*Do this*
Word for word, set down the records and skip each picture.

*Task data*
+--

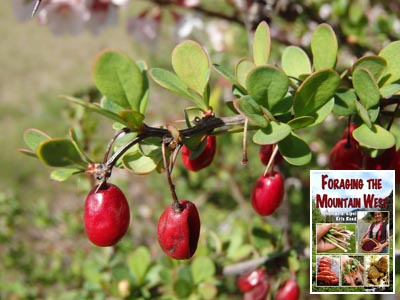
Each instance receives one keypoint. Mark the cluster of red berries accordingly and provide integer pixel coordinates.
(255, 286)
(348, 155)
(106, 213)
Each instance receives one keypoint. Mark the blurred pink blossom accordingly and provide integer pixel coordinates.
(64, 16)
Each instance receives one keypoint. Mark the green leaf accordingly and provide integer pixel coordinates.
(191, 63)
(272, 134)
(34, 137)
(375, 137)
(345, 102)
(315, 92)
(324, 47)
(261, 44)
(376, 65)
(295, 62)
(391, 53)
(366, 88)
(172, 82)
(118, 78)
(139, 262)
(294, 150)
(251, 109)
(97, 109)
(64, 173)
(202, 269)
(59, 153)
(133, 118)
(267, 85)
(140, 164)
(146, 88)
(322, 113)
(74, 140)
(363, 113)
(389, 90)
(242, 70)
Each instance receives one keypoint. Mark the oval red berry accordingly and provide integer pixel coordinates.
(178, 232)
(106, 215)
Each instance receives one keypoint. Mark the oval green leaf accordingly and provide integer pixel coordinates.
(267, 85)
(324, 47)
(140, 164)
(139, 263)
(261, 44)
(391, 53)
(363, 113)
(34, 137)
(366, 88)
(315, 92)
(242, 70)
(192, 65)
(295, 150)
(375, 137)
(295, 62)
(118, 78)
(345, 102)
(376, 65)
(272, 134)
(59, 153)
(251, 109)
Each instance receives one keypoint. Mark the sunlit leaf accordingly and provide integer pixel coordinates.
(295, 62)
(251, 109)
(33, 137)
(324, 47)
(375, 137)
(191, 63)
(119, 79)
(272, 134)
(366, 88)
(261, 44)
(59, 153)
(376, 65)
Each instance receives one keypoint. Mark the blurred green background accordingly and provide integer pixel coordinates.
(43, 249)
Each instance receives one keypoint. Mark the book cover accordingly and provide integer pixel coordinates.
(352, 233)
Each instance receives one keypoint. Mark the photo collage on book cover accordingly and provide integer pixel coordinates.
(356, 259)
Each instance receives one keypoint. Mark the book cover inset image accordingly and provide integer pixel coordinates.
(352, 235)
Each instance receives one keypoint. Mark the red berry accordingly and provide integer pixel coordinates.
(266, 152)
(268, 193)
(288, 291)
(204, 159)
(178, 232)
(345, 156)
(106, 215)
(250, 280)
(385, 161)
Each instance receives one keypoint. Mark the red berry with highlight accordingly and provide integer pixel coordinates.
(289, 290)
(204, 159)
(345, 156)
(178, 231)
(268, 193)
(106, 215)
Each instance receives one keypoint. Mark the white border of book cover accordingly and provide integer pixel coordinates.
(352, 232)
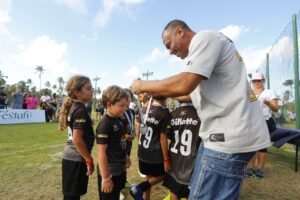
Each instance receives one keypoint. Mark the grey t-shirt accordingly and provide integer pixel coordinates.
(231, 121)
(78, 118)
(183, 130)
(17, 101)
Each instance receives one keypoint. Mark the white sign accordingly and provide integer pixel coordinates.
(17, 116)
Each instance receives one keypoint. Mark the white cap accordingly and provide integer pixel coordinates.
(257, 76)
(132, 105)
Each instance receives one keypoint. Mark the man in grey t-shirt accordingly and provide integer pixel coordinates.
(17, 99)
(232, 125)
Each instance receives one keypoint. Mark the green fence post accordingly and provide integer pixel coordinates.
(296, 70)
(267, 71)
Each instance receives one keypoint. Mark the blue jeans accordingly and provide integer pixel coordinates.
(217, 175)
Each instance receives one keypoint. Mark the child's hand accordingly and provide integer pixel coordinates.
(129, 137)
(128, 162)
(90, 167)
(107, 185)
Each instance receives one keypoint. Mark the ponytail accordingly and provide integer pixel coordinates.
(64, 112)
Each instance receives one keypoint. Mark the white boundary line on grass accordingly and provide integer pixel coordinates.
(36, 149)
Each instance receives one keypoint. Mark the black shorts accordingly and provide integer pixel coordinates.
(181, 190)
(271, 127)
(119, 184)
(151, 169)
(74, 178)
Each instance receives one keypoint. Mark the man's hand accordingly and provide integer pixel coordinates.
(136, 86)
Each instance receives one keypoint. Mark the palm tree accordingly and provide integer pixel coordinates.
(29, 82)
(2, 80)
(48, 84)
(289, 83)
(40, 69)
(61, 83)
(54, 86)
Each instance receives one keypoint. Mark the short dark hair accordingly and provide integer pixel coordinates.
(176, 23)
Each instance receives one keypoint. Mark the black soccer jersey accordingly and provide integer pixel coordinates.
(183, 130)
(78, 118)
(149, 149)
(111, 131)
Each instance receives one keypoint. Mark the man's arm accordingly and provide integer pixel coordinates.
(179, 85)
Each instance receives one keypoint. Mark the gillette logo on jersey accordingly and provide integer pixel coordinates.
(152, 120)
(180, 121)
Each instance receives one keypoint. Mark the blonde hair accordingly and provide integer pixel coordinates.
(113, 94)
(75, 83)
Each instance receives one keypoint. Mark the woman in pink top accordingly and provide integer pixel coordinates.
(31, 101)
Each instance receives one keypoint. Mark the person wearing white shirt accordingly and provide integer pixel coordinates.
(269, 104)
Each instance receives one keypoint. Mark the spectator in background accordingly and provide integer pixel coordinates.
(59, 102)
(99, 108)
(88, 106)
(17, 99)
(53, 105)
(269, 104)
(31, 101)
(2, 100)
(24, 103)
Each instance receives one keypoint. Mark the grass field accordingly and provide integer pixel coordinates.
(30, 160)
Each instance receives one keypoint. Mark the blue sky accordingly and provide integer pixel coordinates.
(118, 40)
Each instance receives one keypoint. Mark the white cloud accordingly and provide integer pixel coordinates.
(92, 37)
(253, 57)
(109, 6)
(132, 72)
(157, 54)
(283, 48)
(75, 5)
(176, 62)
(234, 31)
(5, 18)
(46, 52)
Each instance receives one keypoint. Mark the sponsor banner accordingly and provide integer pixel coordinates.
(17, 116)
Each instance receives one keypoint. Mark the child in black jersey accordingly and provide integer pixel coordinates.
(151, 159)
(77, 162)
(183, 130)
(111, 145)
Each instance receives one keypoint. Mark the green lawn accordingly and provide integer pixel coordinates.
(30, 159)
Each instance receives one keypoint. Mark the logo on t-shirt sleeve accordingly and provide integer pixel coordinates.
(189, 63)
(217, 137)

+--

*Output of the task*
Each instance receives one keypoint. Mark the cluster of red berries accordingly and provide integer pixel coordinates.
(255, 286)
(348, 155)
(106, 213)
Each instance receives one keypoint. Mark the blurred pink blossom accordingly and provide integer pixel coordinates.
(64, 16)
Each instance receives one keypoint. Mark the green leaf accordingly and provide integer pixel coordinates.
(191, 63)
(272, 134)
(34, 137)
(375, 137)
(345, 102)
(315, 92)
(324, 47)
(261, 44)
(376, 65)
(295, 62)
(391, 53)
(366, 88)
(172, 82)
(118, 78)
(139, 262)
(294, 150)
(251, 109)
(97, 109)
(64, 173)
(202, 269)
(59, 153)
(133, 118)
(267, 85)
(140, 164)
(146, 88)
(322, 113)
(74, 140)
(363, 113)
(389, 90)
(242, 70)
Each instance receives one keypoint. Mark the oval red berry accordingly and provide integer pixel coordinates.
(178, 232)
(106, 215)
Each instance receives one keypoint. Mark the oval green leaf accordingly and provide integer pixel coordinates.
(267, 85)
(324, 47)
(140, 164)
(139, 263)
(261, 44)
(391, 53)
(363, 113)
(34, 137)
(366, 88)
(315, 92)
(242, 70)
(192, 65)
(295, 150)
(375, 137)
(295, 62)
(118, 78)
(345, 102)
(376, 65)
(272, 134)
(59, 153)
(251, 109)
Each instance receives one keypoint. Mark the sunlit leaf accordingly and provide integer pixel coordinates.
(295, 62)
(251, 109)
(33, 137)
(324, 47)
(375, 137)
(191, 63)
(119, 79)
(272, 134)
(366, 88)
(261, 44)
(59, 153)
(376, 65)
Each instance receives one keypoint. Mark the blurred green background accordingly and provide integer pixel coordinates.
(43, 249)
Each instance receives one keypoint. Mark the book cover accordingly and provide integer pixel coordinates.
(352, 233)
Each instance receives one keypoint. Mark the photo collage on book cover accordingly and provide integer pixel coordinates.
(356, 259)
Each instance receives one keypoint. Mark the book cover inset image accordingly and provide integer pixel coordinates.
(352, 235)
Each instance receives one keypoint. Mark the red berry accordingly and provide integer pixel coordinates.
(266, 152)
(268, 193)
(288, 291)
(204, 159)
(178, 232)
(345, 156)
(106, 215)
(250, 280)
(385, 161)
Each instance receives one keypoint. Mark the red berry with highlight accordingly and provide integer pixel coordinates.
(289, 290)
(204, 159)
(345, 156)
(178, 231)
(268, 193)
(106, 215)
Each instance receives one keypoint. Mark the white border of book cover accordingly and provide integer pixel coordinates.
(352, 232)
Each instance receives one keypoint. Mark the grey t-shirt accordingly and provide integer pixel coordinates.
(231, 121)
(78, 118)
(183, 130)
(17, 101)
Each instance receives one keypoint. Mark the white sign accordingly and provide integer pixel coordinates.
(17, 116)
Each instance receives one keypoint. Mark the white cap accordingly and provide integer pixel coordinates.
(257, 76)
(132, 105)
Each instance receives one keypoint. Mark the man in grey t-shirt accordingly and provide integer pixel coordinates.
(17, 99)
(232, 125)
Each instance receives one keypoint. Mark the green fence post accordingly and provide integer pixel coordinates.
(296, 70)
(267, 71)
Each instance receives one keypoint. Mark the blue jeans accordingly and provide integer pixel coordinates.
(217, 175)
Each instance receives one keypoint. Mark the child's hand accordingly and provide integer pixel coordinates.
(129, 137)
(128, 162)
(90, 167)
(107, 185)
Each instance receives one keypoint. Mark the ponytail accordingly and provide integer pixel coordinates.
(64, 112)
Each instance receives one keypoint. Mark the white boundary line on grass accordingly and provide integer pixel coordinates.
(36, 149)
Each instance receives one keypoint. Mark the black shorts accordingly and provide integer pixel coordinates.
(181, 190)
(271, 127)
(119, 184)
(151, 169)
(74, 178)
Each instance receives one keypoint. Mark the man's hand accordingly and provide integer pixel coordinates.
(136, 86)
Each instance receives one keypoint. Mark the palm tree accordingly and provide integer pixel coordinates.
(29, 82)
(2, 80)
(48, 84)
(289, 83)
(40, 69)
(61, 83)
(54, 86)
Each instance receives one keypoint. Mark the short dark hair accordingly and provide integer pixel coordinates.
(176, 23)
Each instance receives one keypoint. Mark the black soccer jersey accordingly and provide integer pixel coordinates.
(183, 130)
(78, 118)
(149, 149)
(111, 131)
Each instance receives one keypoint. Mark the man's arm accordingly and provide integer pixel coordinates.
(179, 85)
Each instance receives one keypoint. Mark the gillette logo on jersey accordingly and provide integer pixel coordinates.
(152, 120)
(180, 121)
Each instance receives one keypoint. Mark the blonde hair accordingly and provide integer pixel coordinates.
(113, 94)
(75, 83)
Each instance receives one keypoint. Mark the woman in pink top accordingly and provide integer pixel coordinates.
(31, 101)
Each instance receives one keypoint. Mark the person wearing white shirt accordingly and provide integer pixel coordinates.
(269, 104)
Each instance receives one keypoint. Mark the spectator in background accordingly and provide integer pixel coordinates.
(59, 102)
(99, 108)
(88, 106)
(17, 99)
(53, 105)
(269, 104)
(31, 101)
(2, 100)
(24, 103)
Each instance receives one keypoint. Mark the grass field accordingly and provide integer pixel coordinates.
(30, 160)
Each instance receives one keypoint. Mark the blue sky accordingly and provide integer pixel coordinates.
(118, 40)
Each instance receives one keypoint. Mark the white cloud accordingly and provide integer pixel coordinates.
(92, 37)
(253, 57)
(109, 6)
(132, 72)
(157, 54)
(283, 48)
(75, 5)
(176, 62)
(234, 31)
(5, 18)
(46, 52)
Each instance receives one keypoint. Mark the sponsor banner accordingly and provide integer pixel coordinates.
(17, 116)
Each instance receives one keypoint. Mark the child in black jersey accordingly and provide integer pixel coordinates.
(151, 159)
(77, 162)
(183, 130)
(111, 145)
Each instance receives one keypoint. Mark the green lawn accordingly and provide integer pixel coordinates.
(30, 159)
Each instance receives one keypoint. Mark the logo on t-shirt sleeve accordingly and provide integer pixel coordinates.
(189, 63)
(217, 137)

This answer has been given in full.